Directions
Copy out all of the entries, keeping every word the same.

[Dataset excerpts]
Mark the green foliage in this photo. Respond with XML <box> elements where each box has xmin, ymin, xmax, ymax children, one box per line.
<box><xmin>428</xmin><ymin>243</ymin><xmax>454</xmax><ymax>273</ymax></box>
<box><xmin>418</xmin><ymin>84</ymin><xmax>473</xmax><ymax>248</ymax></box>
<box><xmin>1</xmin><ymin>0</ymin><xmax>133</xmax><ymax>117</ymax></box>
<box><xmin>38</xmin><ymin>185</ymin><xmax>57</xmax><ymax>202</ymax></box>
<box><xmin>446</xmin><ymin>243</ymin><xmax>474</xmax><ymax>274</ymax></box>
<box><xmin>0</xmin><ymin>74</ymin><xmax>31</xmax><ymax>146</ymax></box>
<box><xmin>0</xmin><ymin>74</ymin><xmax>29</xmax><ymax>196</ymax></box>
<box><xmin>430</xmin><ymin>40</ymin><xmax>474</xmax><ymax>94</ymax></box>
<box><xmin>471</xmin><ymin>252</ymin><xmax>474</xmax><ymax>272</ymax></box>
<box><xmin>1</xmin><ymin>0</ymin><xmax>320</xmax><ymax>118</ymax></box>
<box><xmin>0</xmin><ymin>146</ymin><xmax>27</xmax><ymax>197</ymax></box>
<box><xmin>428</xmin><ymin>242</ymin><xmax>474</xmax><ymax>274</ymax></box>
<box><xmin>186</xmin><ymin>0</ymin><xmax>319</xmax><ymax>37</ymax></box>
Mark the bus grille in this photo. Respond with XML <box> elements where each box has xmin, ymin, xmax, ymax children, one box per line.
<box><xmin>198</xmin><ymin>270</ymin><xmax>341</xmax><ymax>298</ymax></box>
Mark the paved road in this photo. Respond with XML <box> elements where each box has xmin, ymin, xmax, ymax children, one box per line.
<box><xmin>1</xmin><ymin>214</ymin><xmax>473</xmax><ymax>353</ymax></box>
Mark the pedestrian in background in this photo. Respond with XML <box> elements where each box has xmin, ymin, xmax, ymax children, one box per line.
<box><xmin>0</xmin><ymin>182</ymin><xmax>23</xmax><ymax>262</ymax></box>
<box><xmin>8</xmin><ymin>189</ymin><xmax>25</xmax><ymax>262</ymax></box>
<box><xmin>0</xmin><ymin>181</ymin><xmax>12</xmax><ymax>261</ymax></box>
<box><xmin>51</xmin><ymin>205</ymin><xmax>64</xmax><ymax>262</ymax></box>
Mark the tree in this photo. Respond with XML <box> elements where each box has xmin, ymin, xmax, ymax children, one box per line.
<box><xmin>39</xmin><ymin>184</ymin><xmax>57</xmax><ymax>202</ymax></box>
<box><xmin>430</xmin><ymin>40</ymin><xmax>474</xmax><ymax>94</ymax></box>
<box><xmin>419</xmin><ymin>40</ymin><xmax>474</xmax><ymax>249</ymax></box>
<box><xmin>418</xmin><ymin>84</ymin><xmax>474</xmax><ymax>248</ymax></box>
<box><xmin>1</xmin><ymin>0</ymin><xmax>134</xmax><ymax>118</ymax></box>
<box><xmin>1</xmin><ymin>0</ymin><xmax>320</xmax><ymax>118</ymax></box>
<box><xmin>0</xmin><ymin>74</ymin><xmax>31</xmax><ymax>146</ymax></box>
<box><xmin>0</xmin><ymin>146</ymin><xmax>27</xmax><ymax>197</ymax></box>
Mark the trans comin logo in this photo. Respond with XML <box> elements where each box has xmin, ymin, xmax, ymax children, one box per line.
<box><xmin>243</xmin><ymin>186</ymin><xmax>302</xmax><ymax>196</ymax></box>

Your solution
Mark the green foliage in this photo. Respond with XML <box> elements where each box has xmin, ymin, xmax, ymax children, one box per line.
<box><xmin>428</xmin><ymin>243</ymin><xmax>454</xmax><ymax>273</ymax></box>
<box><xmin>418</xmin><ymin>84</ymin><xmax>473</xmax><ymax>248</ymax></box>
<box><xmin>1</xmin><ymin>0</ymin><xmax>133</xmax><ymax>117</ymax></box>
<box><xmin>38</xmin><ymin>185</ymin><xmax>57</xmax><ymax>202</ymax></box>
<box><xmin>446</xmin><ymin>243</ymin><xmax>474</xmax><ymax>274</ymax></box>
<box><xmin>0</xmin><ymin>74</ymin><xmax>31</xmax><ymax>146</ymax></box>
<box><xmin>0</xmin><ymin>74</ymin><xmax>29</xmax><ymax>196</ymax></box>
<box><xmin>430</xmin><ymin>40</ymin><xmax>474</xmax><ymax>94</ymax></box>
<box><xmin>471</xmin><ymin>252</ymin><xmax>474</xmax><ymax>272</ymax></box>
<box><xmin>1</xmin><ymin>0</ymin><xmax>320</xmax><ymax>118</ymax></box>
<box><xmin>0</xmin><ymin>146</ymin><xmax>27</xmax><ymax>197</ymax></box>
<box><xmin>428</xmin><ymin>242</ymin><xmax>474</xmax><ymax>274</ymax></box>
<box><xmin>186</xmin><ymin>0</ymin><xmax>319</xmax><ymax>37</ymax></box>
Mark the bus grille in this photo. Respond with XML <box> elements where each box has xmin, ymin, xmax, ymax children, one box per line.
<box><xmin>198</xmin><ymin>270</ymin><xmax>341</xmax><ymax>298</ymax></box>
Mark the paved road in this photo. Respond with XML <box> elements where each box has xmin, ymin, xmax, ymax children, one box per line.
<box><xmin>1</xmin><ymin>214</ymin><xmax>473</xmax><ymax>353</ymax></box>
Mark the pedestrian in background in this photo. Respond with XML <box> elements where each box has xmin, ymin, xmax, ymax children, one box per line.
<box><xmin>0</xmin><ymin>182</ymin><xmax>23</xmax><ymax>262</ymax></box>
<box><xmin>8</xmin><ymin>189</ymin><xmax>25</xmax><ymax>262</ymax></box>
<box><xmin>0</xmin><ymin>181</ymin><xmax>12</xmax><ymax>261</ymax></box>
<box><xmin>51</xmin><ymin>205</ymin><xmax>64</xmax><ymax>262</ymax></box>
Mark the tree in this photo. Respond with XML <box> elements where each box has xmin, ymin, xmax, ymax children, one box per line.
<box><xmin>39</xmin><ymin>184</ymin><xmax>57</xmax><ymax>202</ymax></box>
<box><xmin>430</xmin><ymin>40</ymin><xmax>474</xmax><ymax>94</ymax></box>
<box><xmin>419</xmin><ymin>40</ymin><xmax>474</xmax><ymax>249</ymax></box>
<box><xmin>418</xmin><ymin>84</ymin><xmax>474</xmax><ymax>248</ymax></box>
<box><xmin>1</xmin><ymin>0</ymin><xmax>134</xmax><ymax>118</ymax></box>
<box><xmin>1</xmin><ymin>0</ymin><xmax>320</xmax><ymax>118</ymax></box>
<box><xmin>0</xmin><ymin>74</ymin><xmax>31</xmax><ymax>146</ymax></box>
<box><xmin>0</xmin><ymin>146</ymin><xmax>27</xmax><ymax>197</ymax></box>
Mark the trans comin logo in this photo. Respond with XML <box> elements where each box has xmin, ymin, xmax, ymax children, one box per line.
<box><xmin>243</xmin><ymin>186</ymin><xmax>302</xmax><ymax>196</ymax></box>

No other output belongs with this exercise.